■ **Consigne**:
Recopiez à l'identique les lignes ci-dessous, de celle qui contient « Where can the brown » jusqu'à celle qui contient « point(151, 182) », toutes deux comprises.

Extraits d'un jeu de données d'annotation de localisation:
* * * * * * *

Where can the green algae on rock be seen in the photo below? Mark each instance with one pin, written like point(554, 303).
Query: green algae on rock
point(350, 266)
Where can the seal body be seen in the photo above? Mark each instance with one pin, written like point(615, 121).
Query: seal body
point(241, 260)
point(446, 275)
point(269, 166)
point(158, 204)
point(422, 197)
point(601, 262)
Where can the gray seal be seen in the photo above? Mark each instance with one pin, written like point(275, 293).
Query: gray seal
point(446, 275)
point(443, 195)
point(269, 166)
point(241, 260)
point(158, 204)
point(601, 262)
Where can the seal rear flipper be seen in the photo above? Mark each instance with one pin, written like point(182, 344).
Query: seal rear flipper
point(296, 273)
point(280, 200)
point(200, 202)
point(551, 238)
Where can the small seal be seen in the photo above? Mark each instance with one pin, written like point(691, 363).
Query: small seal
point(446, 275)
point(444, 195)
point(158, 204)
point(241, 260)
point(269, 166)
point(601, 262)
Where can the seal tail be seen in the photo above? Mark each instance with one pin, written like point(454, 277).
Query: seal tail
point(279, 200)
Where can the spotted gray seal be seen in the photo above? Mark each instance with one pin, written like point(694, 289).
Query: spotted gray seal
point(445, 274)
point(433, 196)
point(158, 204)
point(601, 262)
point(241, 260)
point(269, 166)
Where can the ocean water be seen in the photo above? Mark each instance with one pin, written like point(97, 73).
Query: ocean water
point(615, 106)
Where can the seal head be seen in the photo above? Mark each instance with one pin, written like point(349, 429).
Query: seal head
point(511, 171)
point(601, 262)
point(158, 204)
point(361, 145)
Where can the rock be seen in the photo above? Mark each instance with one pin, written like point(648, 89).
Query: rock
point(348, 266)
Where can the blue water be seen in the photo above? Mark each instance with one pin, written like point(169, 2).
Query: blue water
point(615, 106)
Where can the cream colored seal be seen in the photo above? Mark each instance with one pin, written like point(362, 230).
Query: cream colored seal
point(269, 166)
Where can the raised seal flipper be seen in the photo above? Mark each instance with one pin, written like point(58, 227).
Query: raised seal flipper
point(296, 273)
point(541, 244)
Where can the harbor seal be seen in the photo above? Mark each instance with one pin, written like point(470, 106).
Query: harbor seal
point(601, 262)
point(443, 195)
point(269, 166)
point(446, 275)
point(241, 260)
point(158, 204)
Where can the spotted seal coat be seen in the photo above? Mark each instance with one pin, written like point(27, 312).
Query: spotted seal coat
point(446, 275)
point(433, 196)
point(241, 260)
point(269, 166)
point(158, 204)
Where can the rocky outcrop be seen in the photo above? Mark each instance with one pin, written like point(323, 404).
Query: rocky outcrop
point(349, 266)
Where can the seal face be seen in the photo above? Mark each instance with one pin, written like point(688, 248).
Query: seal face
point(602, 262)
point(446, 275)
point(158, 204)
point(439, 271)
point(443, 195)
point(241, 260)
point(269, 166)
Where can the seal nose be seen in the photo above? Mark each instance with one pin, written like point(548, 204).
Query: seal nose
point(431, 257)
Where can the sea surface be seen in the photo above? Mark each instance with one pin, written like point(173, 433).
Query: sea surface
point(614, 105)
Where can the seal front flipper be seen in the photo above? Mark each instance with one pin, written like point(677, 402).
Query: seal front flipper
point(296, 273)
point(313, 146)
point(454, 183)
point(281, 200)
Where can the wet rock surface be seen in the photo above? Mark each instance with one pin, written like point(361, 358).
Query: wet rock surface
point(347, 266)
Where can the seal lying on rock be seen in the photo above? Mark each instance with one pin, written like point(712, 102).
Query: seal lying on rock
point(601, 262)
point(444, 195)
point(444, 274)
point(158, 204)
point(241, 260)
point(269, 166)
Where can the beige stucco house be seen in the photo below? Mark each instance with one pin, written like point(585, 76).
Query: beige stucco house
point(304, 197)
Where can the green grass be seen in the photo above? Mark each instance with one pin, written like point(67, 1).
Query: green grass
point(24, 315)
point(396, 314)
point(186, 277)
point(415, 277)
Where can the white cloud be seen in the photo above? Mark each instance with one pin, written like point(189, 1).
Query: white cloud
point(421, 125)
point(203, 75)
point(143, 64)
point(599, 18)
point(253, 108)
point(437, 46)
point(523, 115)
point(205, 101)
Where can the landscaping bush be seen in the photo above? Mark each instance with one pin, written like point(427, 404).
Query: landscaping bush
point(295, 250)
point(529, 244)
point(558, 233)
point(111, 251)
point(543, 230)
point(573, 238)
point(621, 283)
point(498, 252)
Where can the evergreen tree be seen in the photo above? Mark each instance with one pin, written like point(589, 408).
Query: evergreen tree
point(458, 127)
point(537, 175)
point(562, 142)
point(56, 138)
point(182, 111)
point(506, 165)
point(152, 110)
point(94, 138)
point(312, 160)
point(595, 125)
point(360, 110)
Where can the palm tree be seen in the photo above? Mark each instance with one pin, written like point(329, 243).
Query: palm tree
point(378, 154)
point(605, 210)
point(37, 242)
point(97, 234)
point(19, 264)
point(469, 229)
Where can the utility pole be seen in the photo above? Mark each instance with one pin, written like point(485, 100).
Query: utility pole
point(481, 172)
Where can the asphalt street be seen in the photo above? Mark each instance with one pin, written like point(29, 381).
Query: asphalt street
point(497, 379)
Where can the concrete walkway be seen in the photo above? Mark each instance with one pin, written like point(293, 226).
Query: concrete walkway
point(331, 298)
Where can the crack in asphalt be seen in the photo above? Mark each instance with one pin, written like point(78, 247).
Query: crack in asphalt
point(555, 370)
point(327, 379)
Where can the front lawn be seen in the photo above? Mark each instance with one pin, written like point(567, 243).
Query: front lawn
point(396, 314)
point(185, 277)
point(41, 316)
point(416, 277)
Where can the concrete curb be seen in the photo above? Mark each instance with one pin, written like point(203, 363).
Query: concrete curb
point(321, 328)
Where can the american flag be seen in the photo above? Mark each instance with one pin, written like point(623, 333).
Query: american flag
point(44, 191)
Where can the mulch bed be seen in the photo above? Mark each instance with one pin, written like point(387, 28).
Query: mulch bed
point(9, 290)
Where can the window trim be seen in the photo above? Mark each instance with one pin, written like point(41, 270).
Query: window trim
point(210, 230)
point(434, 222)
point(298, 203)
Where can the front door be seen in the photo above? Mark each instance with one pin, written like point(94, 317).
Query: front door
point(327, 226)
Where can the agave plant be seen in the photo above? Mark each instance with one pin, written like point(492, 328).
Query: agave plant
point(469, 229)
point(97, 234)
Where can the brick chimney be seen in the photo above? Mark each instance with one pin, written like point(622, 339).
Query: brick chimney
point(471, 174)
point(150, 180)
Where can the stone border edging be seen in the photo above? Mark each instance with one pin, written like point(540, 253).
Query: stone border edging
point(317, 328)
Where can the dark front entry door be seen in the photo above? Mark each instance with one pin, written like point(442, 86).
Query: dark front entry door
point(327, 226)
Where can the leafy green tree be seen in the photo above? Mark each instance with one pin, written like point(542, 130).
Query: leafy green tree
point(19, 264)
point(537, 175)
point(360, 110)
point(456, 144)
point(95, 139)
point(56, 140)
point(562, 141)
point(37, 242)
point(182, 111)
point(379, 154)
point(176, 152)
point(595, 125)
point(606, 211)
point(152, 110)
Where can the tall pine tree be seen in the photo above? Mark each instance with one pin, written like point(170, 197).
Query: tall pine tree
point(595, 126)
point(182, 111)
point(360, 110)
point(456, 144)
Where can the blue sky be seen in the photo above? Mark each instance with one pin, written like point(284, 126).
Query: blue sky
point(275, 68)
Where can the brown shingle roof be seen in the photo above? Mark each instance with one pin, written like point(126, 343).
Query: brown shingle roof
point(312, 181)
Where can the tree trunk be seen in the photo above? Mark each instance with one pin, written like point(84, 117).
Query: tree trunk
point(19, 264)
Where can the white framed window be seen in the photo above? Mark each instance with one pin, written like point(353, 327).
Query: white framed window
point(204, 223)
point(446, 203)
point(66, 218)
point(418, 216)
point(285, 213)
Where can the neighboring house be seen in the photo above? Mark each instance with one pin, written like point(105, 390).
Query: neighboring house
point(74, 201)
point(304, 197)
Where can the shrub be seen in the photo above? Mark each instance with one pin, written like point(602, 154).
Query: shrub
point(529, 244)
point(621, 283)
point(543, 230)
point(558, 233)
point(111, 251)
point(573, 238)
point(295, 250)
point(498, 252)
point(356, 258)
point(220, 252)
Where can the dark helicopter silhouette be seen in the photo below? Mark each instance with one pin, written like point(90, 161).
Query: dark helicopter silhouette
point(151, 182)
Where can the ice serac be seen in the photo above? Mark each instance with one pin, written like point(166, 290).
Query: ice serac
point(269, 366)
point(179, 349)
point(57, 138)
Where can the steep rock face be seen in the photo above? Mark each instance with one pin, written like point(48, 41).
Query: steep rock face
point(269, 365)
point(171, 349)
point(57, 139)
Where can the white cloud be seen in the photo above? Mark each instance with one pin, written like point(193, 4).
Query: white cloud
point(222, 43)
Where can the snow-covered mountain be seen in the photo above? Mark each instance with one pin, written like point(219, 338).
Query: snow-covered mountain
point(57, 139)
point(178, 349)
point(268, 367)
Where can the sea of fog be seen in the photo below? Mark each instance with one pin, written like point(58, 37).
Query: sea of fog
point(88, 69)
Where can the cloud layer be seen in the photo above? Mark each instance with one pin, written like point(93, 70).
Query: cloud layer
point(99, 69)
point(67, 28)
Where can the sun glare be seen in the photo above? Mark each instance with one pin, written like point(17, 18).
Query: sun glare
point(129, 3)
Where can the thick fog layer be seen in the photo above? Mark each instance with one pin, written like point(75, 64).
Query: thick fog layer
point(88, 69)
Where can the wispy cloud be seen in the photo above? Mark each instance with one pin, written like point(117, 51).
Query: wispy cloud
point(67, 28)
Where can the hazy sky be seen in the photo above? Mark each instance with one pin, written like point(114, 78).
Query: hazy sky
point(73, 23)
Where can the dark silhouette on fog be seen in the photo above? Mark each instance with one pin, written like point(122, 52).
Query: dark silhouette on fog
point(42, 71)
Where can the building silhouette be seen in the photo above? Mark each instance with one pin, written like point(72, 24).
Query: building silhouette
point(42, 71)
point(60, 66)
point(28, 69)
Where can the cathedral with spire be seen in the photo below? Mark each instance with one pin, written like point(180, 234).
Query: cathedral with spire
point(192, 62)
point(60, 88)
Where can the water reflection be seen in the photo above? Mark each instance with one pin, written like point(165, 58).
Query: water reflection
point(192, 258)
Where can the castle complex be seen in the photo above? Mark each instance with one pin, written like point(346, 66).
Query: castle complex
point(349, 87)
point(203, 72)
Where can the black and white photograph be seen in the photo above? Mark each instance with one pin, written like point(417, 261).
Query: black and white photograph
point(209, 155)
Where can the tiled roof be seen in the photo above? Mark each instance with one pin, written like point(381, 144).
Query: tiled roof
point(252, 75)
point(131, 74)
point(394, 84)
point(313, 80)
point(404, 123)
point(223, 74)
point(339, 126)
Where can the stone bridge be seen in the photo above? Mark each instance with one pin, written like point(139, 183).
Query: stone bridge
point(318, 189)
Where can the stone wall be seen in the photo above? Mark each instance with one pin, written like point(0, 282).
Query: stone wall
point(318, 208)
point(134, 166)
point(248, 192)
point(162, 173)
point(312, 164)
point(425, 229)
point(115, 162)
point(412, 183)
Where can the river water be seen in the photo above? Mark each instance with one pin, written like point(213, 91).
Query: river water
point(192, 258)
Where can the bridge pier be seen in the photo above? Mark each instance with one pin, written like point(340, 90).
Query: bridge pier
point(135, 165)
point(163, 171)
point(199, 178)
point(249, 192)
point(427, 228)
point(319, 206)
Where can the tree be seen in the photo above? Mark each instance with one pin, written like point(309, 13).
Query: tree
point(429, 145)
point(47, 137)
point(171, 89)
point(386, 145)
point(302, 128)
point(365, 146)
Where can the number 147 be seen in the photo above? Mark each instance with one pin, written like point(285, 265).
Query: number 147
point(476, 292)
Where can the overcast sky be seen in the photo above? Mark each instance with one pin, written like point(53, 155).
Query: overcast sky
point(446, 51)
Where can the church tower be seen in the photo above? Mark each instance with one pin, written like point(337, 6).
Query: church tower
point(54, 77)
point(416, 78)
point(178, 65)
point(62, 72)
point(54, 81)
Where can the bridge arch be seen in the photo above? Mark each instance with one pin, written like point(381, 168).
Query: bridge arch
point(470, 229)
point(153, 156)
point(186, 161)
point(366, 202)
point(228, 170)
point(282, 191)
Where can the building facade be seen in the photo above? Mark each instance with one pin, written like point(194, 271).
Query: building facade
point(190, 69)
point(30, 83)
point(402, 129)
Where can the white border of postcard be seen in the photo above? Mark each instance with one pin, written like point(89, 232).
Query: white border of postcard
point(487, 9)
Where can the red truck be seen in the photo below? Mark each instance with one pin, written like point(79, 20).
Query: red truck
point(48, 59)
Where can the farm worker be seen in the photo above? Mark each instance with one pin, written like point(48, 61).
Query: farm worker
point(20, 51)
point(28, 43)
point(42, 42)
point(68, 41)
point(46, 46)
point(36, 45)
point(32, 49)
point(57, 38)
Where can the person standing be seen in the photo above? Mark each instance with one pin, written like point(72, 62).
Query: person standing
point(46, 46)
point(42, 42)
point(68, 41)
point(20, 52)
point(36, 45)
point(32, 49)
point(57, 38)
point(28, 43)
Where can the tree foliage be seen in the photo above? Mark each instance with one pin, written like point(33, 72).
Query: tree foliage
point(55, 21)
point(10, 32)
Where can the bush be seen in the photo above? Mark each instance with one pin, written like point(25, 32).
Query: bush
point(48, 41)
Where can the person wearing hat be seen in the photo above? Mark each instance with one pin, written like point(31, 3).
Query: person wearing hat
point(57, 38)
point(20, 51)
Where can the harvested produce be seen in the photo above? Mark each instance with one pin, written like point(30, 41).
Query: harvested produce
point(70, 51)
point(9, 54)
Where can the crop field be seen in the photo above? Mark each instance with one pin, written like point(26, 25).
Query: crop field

* * * * * * *

■ **Corrigé**:
Where can the brown shingle roof be seen in the photo above? Mark each instance with one pin, written like point(126, 343).
Query: brown shingle roof
point(312, 181)
Where can the tree trunk be seen in the photo above? Mark each instance with one pin, written like point(84, 117).
Query: tree trunk
point(19, 264)
Where can the white framed window be seen in the photo above? Mark each instance with one pin, written like point(353, 327).
Query: white framed window
point(204, 223)
point(446, 203)
point(66, 218)
point(418, 216)
point(285, 213)
Where can the neighboring house be seen in the photo above? Mark each instance with one pin, written like point(105, 390).
Query: neighboring house
point(74, 201)
point(304, 197)
Where can the shrub be seen in the photo above? Mark each instance with one pin, written like point(602, 154).
Query: shrub
point(529, 244)
point(621, 283)
point(543, 230)
point(558, 233)
point(111, 251)
point(573, 238)
point(295, 250)
point(498, 252)
point(356, 258)
point(220, 252)
Where can the dark helicopter silhouette be seen in the photo below? Mark each instance with one pin, written like point(90, 161).
Query: dark helicopter silhouette
point(151, 182)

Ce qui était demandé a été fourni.